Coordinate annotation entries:
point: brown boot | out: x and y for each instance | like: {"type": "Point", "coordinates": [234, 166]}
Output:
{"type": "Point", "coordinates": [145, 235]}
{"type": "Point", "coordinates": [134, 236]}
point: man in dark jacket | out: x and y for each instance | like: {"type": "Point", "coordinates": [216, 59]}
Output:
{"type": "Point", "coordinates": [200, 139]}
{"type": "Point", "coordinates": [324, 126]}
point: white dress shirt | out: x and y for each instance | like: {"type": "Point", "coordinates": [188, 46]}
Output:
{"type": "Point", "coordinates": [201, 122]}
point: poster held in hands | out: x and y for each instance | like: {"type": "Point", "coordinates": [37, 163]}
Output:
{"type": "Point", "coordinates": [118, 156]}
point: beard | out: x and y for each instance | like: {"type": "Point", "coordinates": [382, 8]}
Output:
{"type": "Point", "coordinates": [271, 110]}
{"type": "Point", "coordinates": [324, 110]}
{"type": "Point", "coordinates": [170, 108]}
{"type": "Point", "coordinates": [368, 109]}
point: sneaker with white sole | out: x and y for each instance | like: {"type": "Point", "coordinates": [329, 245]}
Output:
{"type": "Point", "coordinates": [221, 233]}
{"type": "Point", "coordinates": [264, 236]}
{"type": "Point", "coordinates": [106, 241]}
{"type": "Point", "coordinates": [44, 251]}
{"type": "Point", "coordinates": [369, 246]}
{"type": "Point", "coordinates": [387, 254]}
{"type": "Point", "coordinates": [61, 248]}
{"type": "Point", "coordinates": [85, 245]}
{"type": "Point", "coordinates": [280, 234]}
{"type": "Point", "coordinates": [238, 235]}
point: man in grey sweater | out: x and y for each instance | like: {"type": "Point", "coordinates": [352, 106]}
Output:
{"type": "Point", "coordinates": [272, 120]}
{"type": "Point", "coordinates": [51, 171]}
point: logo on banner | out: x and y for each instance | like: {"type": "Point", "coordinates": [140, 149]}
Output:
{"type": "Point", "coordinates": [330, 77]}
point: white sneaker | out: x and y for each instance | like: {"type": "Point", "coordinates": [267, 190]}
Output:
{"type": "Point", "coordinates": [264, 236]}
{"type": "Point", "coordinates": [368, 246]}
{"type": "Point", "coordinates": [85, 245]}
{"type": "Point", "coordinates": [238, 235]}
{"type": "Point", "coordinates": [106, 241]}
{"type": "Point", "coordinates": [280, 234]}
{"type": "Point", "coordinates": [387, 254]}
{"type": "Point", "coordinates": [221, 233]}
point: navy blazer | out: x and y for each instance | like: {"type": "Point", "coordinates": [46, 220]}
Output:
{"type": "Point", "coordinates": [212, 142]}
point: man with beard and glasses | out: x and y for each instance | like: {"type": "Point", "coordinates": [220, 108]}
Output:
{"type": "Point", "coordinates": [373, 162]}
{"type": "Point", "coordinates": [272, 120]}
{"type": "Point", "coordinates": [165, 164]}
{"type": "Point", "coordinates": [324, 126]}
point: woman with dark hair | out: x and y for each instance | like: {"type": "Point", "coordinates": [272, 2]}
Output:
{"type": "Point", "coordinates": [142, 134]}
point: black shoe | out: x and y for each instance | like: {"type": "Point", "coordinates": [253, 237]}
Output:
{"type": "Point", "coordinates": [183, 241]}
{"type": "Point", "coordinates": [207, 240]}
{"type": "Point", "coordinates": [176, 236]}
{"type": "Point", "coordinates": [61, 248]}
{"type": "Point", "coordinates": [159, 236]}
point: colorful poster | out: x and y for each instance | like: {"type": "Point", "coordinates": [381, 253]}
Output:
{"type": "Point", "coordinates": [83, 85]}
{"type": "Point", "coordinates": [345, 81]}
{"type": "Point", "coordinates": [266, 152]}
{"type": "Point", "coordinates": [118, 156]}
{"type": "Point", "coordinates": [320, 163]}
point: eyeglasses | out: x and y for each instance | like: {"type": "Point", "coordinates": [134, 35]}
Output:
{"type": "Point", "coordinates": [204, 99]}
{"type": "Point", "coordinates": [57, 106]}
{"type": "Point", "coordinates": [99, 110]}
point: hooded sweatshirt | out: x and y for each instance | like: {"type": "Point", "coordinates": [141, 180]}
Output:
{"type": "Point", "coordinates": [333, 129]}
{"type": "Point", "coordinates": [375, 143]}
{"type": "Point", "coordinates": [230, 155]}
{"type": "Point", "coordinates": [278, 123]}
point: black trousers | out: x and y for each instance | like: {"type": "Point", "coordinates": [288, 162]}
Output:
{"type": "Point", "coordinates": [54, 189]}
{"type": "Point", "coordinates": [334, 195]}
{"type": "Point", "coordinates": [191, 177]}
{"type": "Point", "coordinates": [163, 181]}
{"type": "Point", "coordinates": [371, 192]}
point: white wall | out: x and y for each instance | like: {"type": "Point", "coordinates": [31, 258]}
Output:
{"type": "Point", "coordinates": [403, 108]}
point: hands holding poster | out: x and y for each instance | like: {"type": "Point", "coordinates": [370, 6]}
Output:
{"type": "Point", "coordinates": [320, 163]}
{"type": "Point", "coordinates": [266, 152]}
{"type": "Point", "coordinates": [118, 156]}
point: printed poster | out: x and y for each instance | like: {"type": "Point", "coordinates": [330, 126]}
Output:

- [EXERCISE REQUIREMENTS]:
Present every line of the data above as a numbered list, omitting any blank lines.

- [WRITTEN SOLUTION]:
1. point: brown boot | out: x and y for each instance | like: {"type": "Point", "coordinates": [234, 166]}
2. Output:
3. {"type": "Point", "coordinates": [145, 235]}
4. {"type": "Point", "coordinates": [134, 236]}
5. point: man in dark jacket | out: x and y for each instance | like: {"type": "Point", "coordinates": [216, 59]}
6. Output:
7. {"type": "Point", "coordinates": [200, 139]}
8. {"type": "Point", "coordinates": [324, 126]}
9. point: white dress shirt | out: x and y for each instance | like: {"type": "Point", "coordinates": [188, 46]}
10. Output:
11. {"type": "Point", "coordinates": [201, 122]}
12. point: poster held in hands | out: x and y for each instance | like: {"type": "Point", "coordinates": [37, 163]}
13. Output:
14. {"type": "Point", "coordinates": [118, 156]}
15. point: beard | out: x and y for each instance | like: {"type": "Point", "coordinates": [382, 8]}
16. Output:
17. {"type": "Point", "coordinates": [271, 110]}
18. {"type": "Point", "coordinates": [324, 110]}
19. {"type": "Point", "coordinates": [170, 108]}
20. {"type": "Point", "coordinates": [368, 109]}
21. point: sneaker with white sole | out: x and y for each instance | like: {"type": "Point", "coordinates": [329, 245]}
22. Output:
23. {"type": "Point", "coordinates": [221, 233]}
24. {"type": "Point", "coordinates": [264, 236]}
25. {"type": "Point", "coordinates": [106, 241]}
26. {"type": "Point", "coordinates": [44, 251]}
27. {"type": "Point", "coordinates": [369, 246]}
28. {"type": "Point", "coordinates": [387, 254]}
29. {"type": "Point", "coordinates": [61, 248]}
30. {"type": "Point", "coordinates": [85, 245]}
31. {"type": "Point", "coordinates": [280, 234]}
32. {"type": "Point", "coordinates": [238, 235]}
33. point: man in grey sweater | out: x and y for each instance | like: {"type": "Point", "coordinates": [352, 106]}
34. Output:
35. {"type": "Point", "coordinates": [272, 120]}
36. {"type": "Point", "coordinates": [51, 171]}
37. point: logo on banner | out: x and y for each instance | like: {"type": "Point", "coordinates": [140, 149]}
38. Output:
39. {"type": "Point", "coordinates": [330, 77]}
40. point: white sneaker | out: x and y for each instance | like: {"type": "Point", "coordinates": [267, 190]}
41. Output:
42. {"type": "Point", "coordinates": [264, 236]}
43. {"type": "Point", "coordinates": [368, 246]}
44. {"type": "Point", "coordinates": [85, 245]}
45. {"type": "Point", "coordinates": [238, 235]}
46. {"type": "Point", "coordinates": [106, 241]}
47. {"type": "Point", "coordinates": [280, 234]}
48. {"type": "Point", "coordinates": [387, 254]}
49. {"type": "Point", "coordinates": [221, 233]}
50. point: navy blazer | out: x and y for each instance | like: {"type": "Point", "coordinates": [46, 220]}
51. Output:
52. {"type": "Point", "coordinates": [212, 142]}
53. point: man with beard and glasses | out: x and y for each instance | like: {"type": "Point", "coordinates": [220, 108]}
54. Output:
55. {"type": "Point", "coordinates": [373, 162]}
56. {"type": "Point", "coordinates": [272, 120]}
57. {"type": "Point", "coordinates": [165, 164]}
58. {"type": "Point", "coordinates": [324, 126]}
59. point: woman with dark hair | out: x and y for each instance | like: {"type": "Point", "coordinates": [272, 2]}
60. Output:
61. {"type": "Point", "coordinates": [142, 134]}
62. point: black shoe | out: x and y for each instance | like: {"type": "Point", "coordinates": [253, 237]}
63. Output:
64. {"type": "Point", "coordinates": [183, 241]}
65. {"type": "Point", "coordinates": [207, 240]}
66. {"type": "Point", "coordinates": [176, 236]}
67. {"type": "Point", "coordinates": [61, 248]}
68. {"type": "Point", "coordinates": [159, 236]}
69. point: colorful poster | out: x and y for each instance | like: {"type": "Point", "coordinates": [381, 253]}
70. Output:
71. {"type": "Point", "coordinates": [83, 85]}
72. {"type": "Point", "coordinates": [345, 81]}
73. {"type": "Point", "coordinates": [266, 152]}
74. {"type": "Point", "coordinates": [118, 156]}
75. {"type": "Point", "coordinates": [320, 163]}
76. point: eyeglasses | out: x and y for each instance | like: {"type": "Point", "coordinates": [134, 35]}
77. Output:
78. {"type": "Point", "coordinates": [204, 99]}
79. {"type": "Point", "coordinates": [57, 106]}
80. {"type": "Point", "coordinates": [99, 110]}
81. point: hooded sweatshirt | out: x and y for each instance | like: {"type": "Point", "coordinates": [141, 180]}
82. Output:
83. {"type": "Point", "coordinates": [333, 129]}
84. {"type": "Point", "coordinates": [375, 143]}
85. {"type": "Point", "coordinates": [230, 155]}
86. {"type": "Point", "coordinates": [278, 123]}
87. point: black trousers | out: x and y for each instance | like: {"type": "Point", "coordinates": [288, 162]}
88. Output:
89. {"type": "Point", "coordinates": [54, 189]}
90. {"type": "Point", "coordinates": [334, 195]}
91. {"type": "Point", "coordinates": [191, 177]}
92. {"type": "Point", "coordinates": [163, 181]}
93. {"type": "Point", "coordinates": [371, 192]}
94. point: white wall | out: x and y for each instance | like: {"type": "Point", "coordinates": [31, 258]}
95. Output:
96. {"type": "Point", "coordinates": [403, 108]}
97. point: hands holding poster | out: x and y for each instance | like: {"type": "Point", "coordinates": [370, 6]}
98. Output:
99. {"type": "Point", "coordinates": [320, 163]}
100. {"type": "Point", "coordinates": [266, 152]}
101. {"type": "Point", "coordinates": [118, 156]}
102. point: printed poster | out: x and y for each instance | like: {"type": "Point", "coordinates": [330, 126]}
103. Output:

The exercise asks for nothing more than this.